Given instruction → Only the lines from the one containing "Target: water splash" to the end of the records belong in the output; print them exactly.

Coordinate labeling data →
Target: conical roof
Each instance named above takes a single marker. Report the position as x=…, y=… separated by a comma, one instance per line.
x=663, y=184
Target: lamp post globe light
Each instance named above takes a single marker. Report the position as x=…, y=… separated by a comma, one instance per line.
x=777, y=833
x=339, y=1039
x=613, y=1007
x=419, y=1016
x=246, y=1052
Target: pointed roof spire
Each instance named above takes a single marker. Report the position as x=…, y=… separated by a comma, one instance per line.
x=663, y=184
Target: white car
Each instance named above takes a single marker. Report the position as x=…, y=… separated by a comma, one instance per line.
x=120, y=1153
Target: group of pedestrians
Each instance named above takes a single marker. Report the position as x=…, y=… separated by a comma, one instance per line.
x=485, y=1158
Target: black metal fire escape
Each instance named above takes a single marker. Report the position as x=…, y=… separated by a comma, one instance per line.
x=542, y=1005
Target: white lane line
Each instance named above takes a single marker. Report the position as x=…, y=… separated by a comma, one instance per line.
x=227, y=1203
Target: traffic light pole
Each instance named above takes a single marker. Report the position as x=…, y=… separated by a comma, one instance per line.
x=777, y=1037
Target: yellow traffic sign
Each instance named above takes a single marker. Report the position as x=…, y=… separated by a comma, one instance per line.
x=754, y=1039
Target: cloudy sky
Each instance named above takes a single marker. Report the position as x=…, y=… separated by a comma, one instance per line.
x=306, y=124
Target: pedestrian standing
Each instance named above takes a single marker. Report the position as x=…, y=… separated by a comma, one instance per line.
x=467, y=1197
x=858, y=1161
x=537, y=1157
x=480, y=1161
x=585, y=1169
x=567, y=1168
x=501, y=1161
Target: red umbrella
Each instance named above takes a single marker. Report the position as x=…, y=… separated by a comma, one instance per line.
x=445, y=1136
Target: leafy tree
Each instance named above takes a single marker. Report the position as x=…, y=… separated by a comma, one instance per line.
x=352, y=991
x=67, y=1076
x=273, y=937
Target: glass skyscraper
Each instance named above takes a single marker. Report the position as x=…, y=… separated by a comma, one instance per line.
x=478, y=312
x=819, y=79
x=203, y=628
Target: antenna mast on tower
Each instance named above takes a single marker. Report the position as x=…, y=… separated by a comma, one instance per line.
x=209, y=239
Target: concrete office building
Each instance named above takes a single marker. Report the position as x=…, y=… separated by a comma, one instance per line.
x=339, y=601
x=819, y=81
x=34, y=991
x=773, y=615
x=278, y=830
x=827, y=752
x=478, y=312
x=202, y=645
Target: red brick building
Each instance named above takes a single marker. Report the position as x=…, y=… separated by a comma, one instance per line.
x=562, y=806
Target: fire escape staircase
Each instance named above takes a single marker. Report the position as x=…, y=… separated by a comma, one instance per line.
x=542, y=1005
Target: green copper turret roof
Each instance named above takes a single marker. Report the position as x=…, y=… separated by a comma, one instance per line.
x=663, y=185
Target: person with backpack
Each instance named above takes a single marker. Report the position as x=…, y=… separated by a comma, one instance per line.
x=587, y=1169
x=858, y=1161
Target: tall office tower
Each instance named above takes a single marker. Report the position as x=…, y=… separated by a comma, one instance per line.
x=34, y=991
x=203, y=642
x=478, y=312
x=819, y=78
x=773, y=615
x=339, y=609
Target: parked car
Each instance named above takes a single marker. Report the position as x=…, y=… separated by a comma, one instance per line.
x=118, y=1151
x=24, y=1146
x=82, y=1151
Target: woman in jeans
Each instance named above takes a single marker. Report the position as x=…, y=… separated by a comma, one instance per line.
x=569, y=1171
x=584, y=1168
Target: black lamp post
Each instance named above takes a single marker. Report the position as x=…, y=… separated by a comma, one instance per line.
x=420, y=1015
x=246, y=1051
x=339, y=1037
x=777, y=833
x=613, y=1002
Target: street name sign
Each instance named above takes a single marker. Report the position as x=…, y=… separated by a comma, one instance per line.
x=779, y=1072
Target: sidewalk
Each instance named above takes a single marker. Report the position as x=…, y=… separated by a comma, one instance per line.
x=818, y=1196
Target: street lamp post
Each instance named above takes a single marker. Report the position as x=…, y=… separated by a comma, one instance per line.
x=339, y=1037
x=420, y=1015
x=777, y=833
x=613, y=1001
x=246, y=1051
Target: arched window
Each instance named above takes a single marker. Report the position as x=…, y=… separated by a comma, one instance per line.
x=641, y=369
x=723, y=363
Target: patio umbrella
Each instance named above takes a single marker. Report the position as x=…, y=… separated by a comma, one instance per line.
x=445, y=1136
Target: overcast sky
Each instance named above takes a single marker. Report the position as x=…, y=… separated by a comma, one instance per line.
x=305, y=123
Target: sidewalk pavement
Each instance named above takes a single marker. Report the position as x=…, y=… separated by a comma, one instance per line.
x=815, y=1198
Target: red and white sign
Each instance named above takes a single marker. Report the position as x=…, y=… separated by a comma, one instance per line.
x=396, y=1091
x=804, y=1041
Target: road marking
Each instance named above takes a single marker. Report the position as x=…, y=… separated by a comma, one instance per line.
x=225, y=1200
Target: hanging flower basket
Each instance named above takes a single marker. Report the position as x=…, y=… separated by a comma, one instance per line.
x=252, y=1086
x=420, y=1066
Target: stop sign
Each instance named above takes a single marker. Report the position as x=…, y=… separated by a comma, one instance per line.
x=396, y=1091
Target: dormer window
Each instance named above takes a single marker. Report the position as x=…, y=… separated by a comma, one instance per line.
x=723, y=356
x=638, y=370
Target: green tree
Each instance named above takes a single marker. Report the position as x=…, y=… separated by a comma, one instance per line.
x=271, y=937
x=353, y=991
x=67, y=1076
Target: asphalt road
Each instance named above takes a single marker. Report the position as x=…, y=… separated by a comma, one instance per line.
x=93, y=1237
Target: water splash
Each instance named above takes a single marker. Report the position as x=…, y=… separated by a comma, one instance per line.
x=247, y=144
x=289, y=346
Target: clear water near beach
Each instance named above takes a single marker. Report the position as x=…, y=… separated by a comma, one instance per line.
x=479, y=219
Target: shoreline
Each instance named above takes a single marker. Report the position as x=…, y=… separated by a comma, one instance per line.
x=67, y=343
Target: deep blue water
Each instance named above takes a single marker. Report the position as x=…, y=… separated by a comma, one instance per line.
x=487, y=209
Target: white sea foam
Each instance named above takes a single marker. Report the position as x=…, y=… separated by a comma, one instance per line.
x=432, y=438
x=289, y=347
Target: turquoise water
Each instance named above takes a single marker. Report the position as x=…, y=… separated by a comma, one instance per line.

Solution →
Target: water splash
Each instance named above takes a single marker. Report the position as x=…, y=… separated by a comma, one instance per line.
x=247, y=144
x=289, y=346
Target: clear water near beach
Each instance named above takes a single marker. Report the position as x=…, y=… separated by a comma, one instance per line.
x=479, y=219
Target: shoreline
Each instance named above takes a single marker. Report the position as x=…, y=… separated by a comma, one instance per line.
x=67, y=343
Target: deep blue water
Each instance named above takes a single marker. Report the position as x=…, y=… separated by a comma, one instance per line.
x=487, y=209
Target: white sea foam
Each instance named above takes a single marker. Report the position as x=…, y=… separated by a comma, one instance per line.
x=432, y=438
x=289, y=347
Target: turquoise water
Each instance named above takes a single marker. Report the position as x=…, y=… separated by a comma, one instance per line.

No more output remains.